MATERIAL SHOWN ::
## Begin

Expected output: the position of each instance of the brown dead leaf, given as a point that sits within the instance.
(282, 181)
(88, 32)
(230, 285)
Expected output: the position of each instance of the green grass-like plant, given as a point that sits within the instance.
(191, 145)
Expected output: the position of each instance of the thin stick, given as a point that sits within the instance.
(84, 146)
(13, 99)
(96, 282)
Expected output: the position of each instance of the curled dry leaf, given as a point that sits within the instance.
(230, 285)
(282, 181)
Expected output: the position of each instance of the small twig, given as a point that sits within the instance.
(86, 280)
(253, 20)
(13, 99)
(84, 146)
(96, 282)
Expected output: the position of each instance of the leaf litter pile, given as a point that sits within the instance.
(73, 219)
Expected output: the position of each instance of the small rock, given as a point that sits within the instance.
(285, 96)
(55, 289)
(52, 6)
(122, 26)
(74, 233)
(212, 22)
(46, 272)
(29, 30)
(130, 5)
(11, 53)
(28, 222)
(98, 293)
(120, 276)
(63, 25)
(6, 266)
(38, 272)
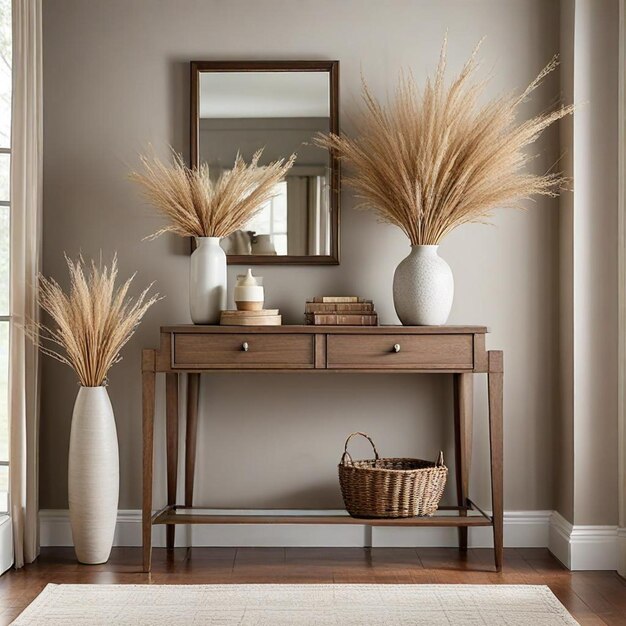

## End

SHORT TASK :: Can you write out all the lines above again, requests included, with every point coordinate scaled by 2.25 and rounded to a whole number, halves rounding up? Leave the picture out of your answer.

EXPECTED OUTPUT ::
Expected output: the position of each instance of the brown dead leaf, given as a point that sits within the instance.
(635, 407)
(198, 72)
(518, 641)
Expected output: the position of each instance of the green grass-like plant, given as a point that sits within the instance.
(430, 326)
Expected output: the position of each instance of the thin stick, given as a point that sits within the instance.
(189, 329)
(29, 223)
(216, 635)
Expected output: the position of each instance of the curled dry leaf, given as a point that sits within the instance.
(518, 641)
(635, 407)
Expected output: the position of each instance of the small twig, given as a point that sits within the instance.
(194, 630)
(569, 45)
(29, 223)
(189, 329)
(216, 635)
Expected output: the position of each instance of the leaf litter pile, given as a point that sits within the instance.
(164, 493)
Expected output: the position of each instance of the small rock, given as a point that sits within the instance.
(641, 216)
(124, 650)
(117, 14)
(275, 59)
(167, 524)
(477, 50)
(104, 612)
(65, 68)
(293, 11)
(25, 119)
(63, 500)
(221, 659)
(270, 621)
(142, 56)
(14, 599)
(86, 612)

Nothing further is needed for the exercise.